**WORK INSTRUCTIONS**
Give the data again, word for word.
+++
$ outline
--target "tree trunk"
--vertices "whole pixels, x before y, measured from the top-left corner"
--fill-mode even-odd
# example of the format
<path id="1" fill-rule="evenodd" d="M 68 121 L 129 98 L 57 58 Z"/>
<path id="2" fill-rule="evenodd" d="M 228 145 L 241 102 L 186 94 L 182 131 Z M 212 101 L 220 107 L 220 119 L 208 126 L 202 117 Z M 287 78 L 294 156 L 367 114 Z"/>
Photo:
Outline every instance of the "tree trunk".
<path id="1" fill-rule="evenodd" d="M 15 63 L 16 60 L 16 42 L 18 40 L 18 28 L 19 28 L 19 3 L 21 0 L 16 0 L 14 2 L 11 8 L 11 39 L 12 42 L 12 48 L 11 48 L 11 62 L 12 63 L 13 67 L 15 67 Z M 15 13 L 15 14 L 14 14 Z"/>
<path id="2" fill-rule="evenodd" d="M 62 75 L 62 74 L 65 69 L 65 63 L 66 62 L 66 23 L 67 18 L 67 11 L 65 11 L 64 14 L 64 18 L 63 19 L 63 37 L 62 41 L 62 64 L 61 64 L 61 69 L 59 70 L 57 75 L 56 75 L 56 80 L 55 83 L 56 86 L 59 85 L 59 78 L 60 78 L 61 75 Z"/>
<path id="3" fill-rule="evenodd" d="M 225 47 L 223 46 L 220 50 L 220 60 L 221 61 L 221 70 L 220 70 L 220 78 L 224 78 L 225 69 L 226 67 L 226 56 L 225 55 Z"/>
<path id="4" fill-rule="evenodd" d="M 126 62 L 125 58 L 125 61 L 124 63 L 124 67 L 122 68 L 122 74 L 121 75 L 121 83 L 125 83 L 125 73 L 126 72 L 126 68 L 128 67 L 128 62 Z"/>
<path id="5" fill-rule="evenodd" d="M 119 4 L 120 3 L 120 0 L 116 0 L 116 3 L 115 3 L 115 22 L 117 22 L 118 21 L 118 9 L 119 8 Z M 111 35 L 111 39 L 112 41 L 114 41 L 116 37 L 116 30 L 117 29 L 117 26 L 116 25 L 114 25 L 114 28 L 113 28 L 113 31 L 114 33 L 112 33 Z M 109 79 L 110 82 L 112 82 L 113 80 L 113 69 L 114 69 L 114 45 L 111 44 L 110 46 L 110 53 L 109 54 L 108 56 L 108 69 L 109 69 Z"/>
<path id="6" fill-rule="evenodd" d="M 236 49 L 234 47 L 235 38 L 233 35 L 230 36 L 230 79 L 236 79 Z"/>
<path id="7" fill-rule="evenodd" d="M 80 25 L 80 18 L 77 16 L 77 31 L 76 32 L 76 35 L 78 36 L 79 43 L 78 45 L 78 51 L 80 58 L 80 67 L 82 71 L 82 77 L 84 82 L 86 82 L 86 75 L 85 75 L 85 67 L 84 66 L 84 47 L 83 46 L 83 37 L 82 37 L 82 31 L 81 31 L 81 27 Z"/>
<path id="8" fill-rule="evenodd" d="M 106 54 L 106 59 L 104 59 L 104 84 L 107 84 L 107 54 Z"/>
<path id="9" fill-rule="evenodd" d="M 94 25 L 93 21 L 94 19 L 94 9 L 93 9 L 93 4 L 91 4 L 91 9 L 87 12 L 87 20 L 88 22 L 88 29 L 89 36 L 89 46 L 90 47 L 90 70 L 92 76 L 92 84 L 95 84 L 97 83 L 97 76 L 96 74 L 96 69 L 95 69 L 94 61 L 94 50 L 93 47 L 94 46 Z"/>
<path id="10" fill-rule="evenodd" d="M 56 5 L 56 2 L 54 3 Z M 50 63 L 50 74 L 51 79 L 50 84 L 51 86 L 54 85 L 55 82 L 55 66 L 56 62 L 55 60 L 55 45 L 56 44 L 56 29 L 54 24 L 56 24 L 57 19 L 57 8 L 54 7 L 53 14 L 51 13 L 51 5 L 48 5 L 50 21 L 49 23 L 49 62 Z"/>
+++
**RESULT OF THE TASK**
$ outline
--target "tree trunk"
--vertices "whole pixels, x before y, measured from the top-left corner"
--fill-mode even-odd
# example of the format
<path id="1" fill-rule="evenodd" d="M 68 121 L 129 98 L 57 58 Z"/>
<path id="2" fill-rule="evenodd" d="M 228 145 L 241 102 L 186 94 L 182 131 Z M 212 101 L 220 107 L 220 119 L 208 126 L 202 117 Z M 287 78 L 294 156 L 367 114 Z"/>
Photo:
Outline every instance of the "tree trunk".
<path id="1" fill-rule="evenodd" d="M 15 63 L 16 60 L 16 42 L 18 40 L 18 28 L 19 28 L 19 3 L 21 0 L 16 0 L 14 2 L 11 8 L 11 39 L 12 42 L 12 48 L 11 48 L 11 62 L 12 63 L 13 67 L 15 67 Z M 15 13 L 15 14 L 14 14 Z"/>
<path id="2" fill-rule="evenodd" d="M 62 75 L 62 74 L 65 69 L 65 63 L 66 62 L 66 23 L 67 18 L 67 11 L 65 11 L 64 14 L 64 18 L 63 19 L 63 37 L 62 41 L 62 64 L 61 64 L 61 69 L 59 70 L 57 75 L 56 75 L 56 80 L 55 83 L 56 86 L 59 85 L 59 78 L 60 78 L 61 75 Z"/>
<path id="3" fill-rule="evenodd" d="M 225 47 L 223 46 L 220 50 L 220 60 L 221 61 L 221 70 L 220 70 L 220 78 L 224 78 L 225 69 L 226 67 L 226 56 L 225 55 Z"/>
<path id="4" fill-rule="evenodd" d="M 126 62 L 125 58 L 125 61 L 124 63 L 124 67 L 122 68 L 122 74 L 121 75 L 121 83 L 125 83 L 125 73 L 126 72 L 126 68 L 128 67 L 128 62 Z"/>
<path id="5" fill-rule="evenodd" d="M 119 4 L 120 3 L 120 0 L 116 0 L 116 3 L 115 3 L 115 22 L 117 22 L 118 21 L 118 9 L 119 8 Z M 111 35 L 111 39 L 112 41 L 114 41 L 116 37 L 116 30 L 117 29 L 117 26 L 116 25 L 114 25 L 114 28 L 113 28 L 113 31 L 114 33 L 112 33 Z M 109 79 L 110 82 L 112 82 L 113 80 L 113 69 L 114 69 L 114 45 L 111 44 L 110 46 L 110 53 L 109 54 L 108 56 L 108 69 L 109 69 Z"/>
<path id="6" fill-rule="evenodd" d="M 236 49 L 234 47 L 235 38 L 233 35 L 230 36 L 230 79 L 236 79 Z"/>
<path id="7" fill-rule="evenodd" d="M 80 25 L 80 18 L 77 16 L 77 31 L 76 32 L 76 35 L 78 36 L 79 43 L 78 45 L 78 51 L 80 58 L 80 67 L 82 71 L 82 77 L 84 82 L 86 82 L 86 75 L 85 75 L 85 67 L 84 66 L 84 47 L 83 46 L 83 37 L 82 37 L 82 31 L 81 31 L 81 27 Z"/>
<path id="8" fill-rule="evenodd" d="M 106 54 L 106 59 L 104 59 L 104 84 L 107 84 L 107 54 Z"/>
<path id="9" fill-rule="evenodd" d="M 94 25 L 93 21 L 94 19 L 94 9 L 93 9 L 93 4 L 91 4 L 91 9 L 87 12 L 87 20 L 88 22 L 88 29 L 89 36 L 89 46 L 90 47 L 90 70 L 92 76 L 92 84 L 95 84 L 97 83 L 97 76 L 96 74 L 96 69 L 95 69 L 94 61 L 94 50 L 93 47 L 94 46 Z"/>
<path id="10" fill-rule="evenodd" d="M 56 5 L 56 2 L 54 3 Z M 50 63 L 50 74 L 51 79 L 50 84 L 51 86 L 54 85 L 55 82 L 55 66 L 56 62 L 55 60 L 55 45 L 56 44 L 56 29 L 54 24 L 56 24 L 57 19 L 57 8 L 54 7 L 53 14 L 51 13 L 51 5 L 48 5 L 50 21 L 49 23 L 49 62 Z"/>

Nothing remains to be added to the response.